Supplied entries
"""
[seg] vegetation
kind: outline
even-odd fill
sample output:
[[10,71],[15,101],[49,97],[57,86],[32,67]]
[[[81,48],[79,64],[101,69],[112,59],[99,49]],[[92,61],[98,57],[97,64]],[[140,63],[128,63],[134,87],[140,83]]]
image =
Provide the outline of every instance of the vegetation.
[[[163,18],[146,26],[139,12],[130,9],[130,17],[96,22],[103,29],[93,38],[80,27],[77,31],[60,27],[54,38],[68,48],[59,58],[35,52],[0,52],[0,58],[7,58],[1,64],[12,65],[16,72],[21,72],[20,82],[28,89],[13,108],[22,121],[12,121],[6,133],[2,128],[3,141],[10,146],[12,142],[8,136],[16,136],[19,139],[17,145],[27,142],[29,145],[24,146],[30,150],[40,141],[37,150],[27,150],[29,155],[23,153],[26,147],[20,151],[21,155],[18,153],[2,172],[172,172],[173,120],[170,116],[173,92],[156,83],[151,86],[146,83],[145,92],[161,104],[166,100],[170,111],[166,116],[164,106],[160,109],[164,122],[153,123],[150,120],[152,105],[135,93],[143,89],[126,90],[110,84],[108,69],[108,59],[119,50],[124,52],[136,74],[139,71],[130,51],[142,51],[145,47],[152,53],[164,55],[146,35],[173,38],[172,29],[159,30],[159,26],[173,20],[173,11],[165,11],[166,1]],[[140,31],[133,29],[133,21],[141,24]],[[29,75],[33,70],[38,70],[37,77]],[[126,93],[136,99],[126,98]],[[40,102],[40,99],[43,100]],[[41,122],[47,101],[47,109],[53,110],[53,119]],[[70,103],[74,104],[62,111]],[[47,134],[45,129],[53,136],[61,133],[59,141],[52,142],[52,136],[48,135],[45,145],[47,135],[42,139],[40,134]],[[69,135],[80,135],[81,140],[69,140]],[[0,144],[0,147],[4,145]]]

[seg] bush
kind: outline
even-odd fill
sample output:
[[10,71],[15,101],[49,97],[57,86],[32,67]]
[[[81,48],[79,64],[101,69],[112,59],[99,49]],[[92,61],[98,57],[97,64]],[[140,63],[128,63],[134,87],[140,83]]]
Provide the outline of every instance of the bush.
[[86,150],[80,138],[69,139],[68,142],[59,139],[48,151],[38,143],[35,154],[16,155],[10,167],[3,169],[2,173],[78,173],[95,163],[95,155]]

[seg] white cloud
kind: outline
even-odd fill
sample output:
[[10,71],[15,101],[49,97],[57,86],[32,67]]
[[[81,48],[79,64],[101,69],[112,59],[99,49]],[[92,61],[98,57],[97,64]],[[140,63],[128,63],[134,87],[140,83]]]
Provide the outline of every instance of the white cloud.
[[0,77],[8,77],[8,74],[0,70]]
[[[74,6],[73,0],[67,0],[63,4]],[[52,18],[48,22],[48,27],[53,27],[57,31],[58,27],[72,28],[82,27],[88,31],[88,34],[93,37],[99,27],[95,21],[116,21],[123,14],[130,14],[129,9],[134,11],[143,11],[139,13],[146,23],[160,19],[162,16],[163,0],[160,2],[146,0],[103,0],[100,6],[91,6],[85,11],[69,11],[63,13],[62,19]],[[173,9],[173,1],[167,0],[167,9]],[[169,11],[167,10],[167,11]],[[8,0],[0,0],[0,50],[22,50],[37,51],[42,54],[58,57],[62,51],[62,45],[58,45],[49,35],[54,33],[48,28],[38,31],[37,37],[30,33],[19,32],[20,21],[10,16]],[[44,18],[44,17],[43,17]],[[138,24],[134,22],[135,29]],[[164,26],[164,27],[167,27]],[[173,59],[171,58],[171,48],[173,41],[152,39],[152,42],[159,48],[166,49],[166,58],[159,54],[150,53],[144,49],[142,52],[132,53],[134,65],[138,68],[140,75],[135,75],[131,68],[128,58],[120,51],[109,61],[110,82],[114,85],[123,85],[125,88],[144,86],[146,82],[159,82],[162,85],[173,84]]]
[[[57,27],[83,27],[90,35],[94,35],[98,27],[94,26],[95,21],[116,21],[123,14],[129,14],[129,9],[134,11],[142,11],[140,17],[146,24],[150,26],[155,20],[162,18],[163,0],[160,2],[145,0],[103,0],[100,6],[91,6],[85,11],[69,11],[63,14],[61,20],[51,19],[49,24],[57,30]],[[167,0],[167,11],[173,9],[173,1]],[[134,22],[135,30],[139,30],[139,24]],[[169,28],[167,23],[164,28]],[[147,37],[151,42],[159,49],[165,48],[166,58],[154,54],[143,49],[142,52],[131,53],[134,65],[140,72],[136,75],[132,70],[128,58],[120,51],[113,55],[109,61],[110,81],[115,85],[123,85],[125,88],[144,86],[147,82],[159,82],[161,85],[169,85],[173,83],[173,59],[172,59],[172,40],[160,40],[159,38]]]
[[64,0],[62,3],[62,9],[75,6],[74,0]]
"""
What you have to do
Copy out every row above, character for character, keeping the same line breaks and order.

Result
[seg] vegetation
kind: outline
even-odd fill
sample output:
[[10,71],[15,101],[49,97],[57,86],[32,67]]
[[[81,48],[79,64],[101,69],[112,59],[99,49]],[[92,61],[98,57],[97,64]],[[140,63],[128,63],[134,87],[140,83]]]
image =
Provide the outline of every instance of the vegetation.
[[[163,18],[146,26],[139,12],[130,9],[130,17],[96,22],[103,29],[93,38],[80,27],[77,31],[60,27],[54,38],[68,48],[59,58],[35,52],[0,52],[0,58],[7,58],[1,64],[12,65],[16,72],[21,72],[20,82],[28,89],[13,108],[22,121],[12,121],[6,133],[2,128],[3,141],[10,146],[12,142],[8,136],[16,136],[19,139],[17,145],[27,142],[29,145],[24,146],[30,150],[40,141],[37,150],[27,150],[29,155],[23,153],[26,147],[20,151],[21,155],[18,153],[2,172],[172,172],[173,120],[170,116],[173,92],[156,83],[151,86],[146,83],[145,92],[161,104],[166,100],[170,111],[166,116],[164,106],[160,109],[164,122],[153,123],[150,120],[152,105],[135,93],[143,89],[126,90],[110,84],[108,69],[108,59],[119,50],[124,52],[136,74],[139,71],[130,51],[142,51],[145,47],[152,53],[164,55],[146,35],[173,38],[172,29],[159,30],[159,26],[173,20],[173,11],[165,11],[166,1]],[[140,31],[133,29],[133,21],[141,24]],[[29,75],[33,70],[38,70],[37,77]],[[126,93],[136,99],[126,98]],[[40,102],[40,99],[43,100]],[[41,122],[47,101],[47,109],[53,110],[53,119]],[[70,103],[74,104],[62,111]],[[47,134],[45,129],[53,136],[61,133],[59,141],[52,142],[52,136],[48,135],[45,145],[47,135],[42,139],[40,134]],[[69,135],[80,135],[81,140],[69,140]],[[0,144],[0,147],[4,145]]]

[seg] bush
kind: outline
even-odd fill
sample output:
[[10,71],[15,101],[49,97],[57,86],[32,67]]
[[[81,48],[79,64],[101,69],[112,59],[99,49]],[[92,61],[98,57],[97,64]],[[140,63],[128,63],[134,87],[140,83]]]
Provide the outline of every instance of the bush.
[[86,150],[80,138],[69,139],[68,142],[59,139],[48,151],[38,143],[35,154],[16,155],[10,167],[3,169],[2,173],[78,173],[95,163],[95,155]]

[seg] white cloud
kind: outline
even-odd fill
sample output:
[[10,71],[15,101],[49,97],[57,86],[32,67]]
[[[81,48],[79,64],[101,69],[112,59],[99,49]],[[92,61],[98,57],[97,64]],[[140,63],[128,63],[134,87],[140,83]]]
Provide the outline of every instance of the white cloud.
[[0,77],[8,77],[8,74],[0,70]]
[[[74,6],[73,0],[67,0],[63,4]],[[52,18],[48,22],[48,27],[53,27],[57,31],[58,27],[72,28],[82,27],[88,31],[88,34],[93,37],[99,27],[95,21],[116,21],[123,14],[130,14],[129,9],[134,11],[143,11],[139,13],[146,23],[160,19],[162,16],[163,0],[160,2],[146,0],[103,0],[100,6],[91,6],[85,11],[69,11],[63,13],[62,19]],[[173,9],[173,1],[167,0],[167,9]],[[169,11],[167,10],[167,11]],[[8,0],[0,0],[0,50],[22,50],[37,51],[42,54],[58,57],[62,51],[62,45],[58,45],[49,35],[54,33],[48,28],[38,31],[37,37],[30,33],[19,32],[20,21],[10,16]],[[44,18],[44,17],[43,17]],[[138,24],[134,22],[135,29]],[[164,26],[164,27],[167,27]],[[173,59],[171,58],[171,48],[173,41],[152,39],[152,42],[159,48],[166,49],[166,58],[159,54],[150,53],[144,49],[142,52],[132,53],[134,65],[138,68],[140,75],[135,75],[131,68],[128,58],[120,51],[109,61],[110,82],[114,85],[123,85],[125,88],[144,86],[146,82],[159,82],[162,85],[173,84]]]
[[[57,27],[83,27],[90,35],[94,35],[98,27],[94,26],[95,21],[116,21],[123,14],[129,14],[129,9],[134,11],[142,11],[140,17],[146,24],[150,26],[155,20],[162,18],[163,0],[160,2],[145,0],[103,0],[100,6],[91,6],[85,11],[69,11],[63,14],[61,20],[51,19],[49,24],[57,30]],[[167,0],[167,11],[173,9],[173,1]],[[134,22],[135,30],[139,30],[139,24]],[[169,28],[167,23],[164,28]],[[147,37],[151,42],[159,49],[165,48],[166,58],[154,54],[143,49],[142,52],[131,53],[134,65],[140,72],[136,75],[132,70],[128,58],[120,51],[113,55],[109,61],[110,81],[115,85],[123,85],[125,88],[144,86],[147,82],[159,82],[161,85],[169,85],[173,83],[173,59],[172,59],[172,40],[160,40],[159,38]]]
[[64,0],[62,3],[62,9],[75,6],[74,0]]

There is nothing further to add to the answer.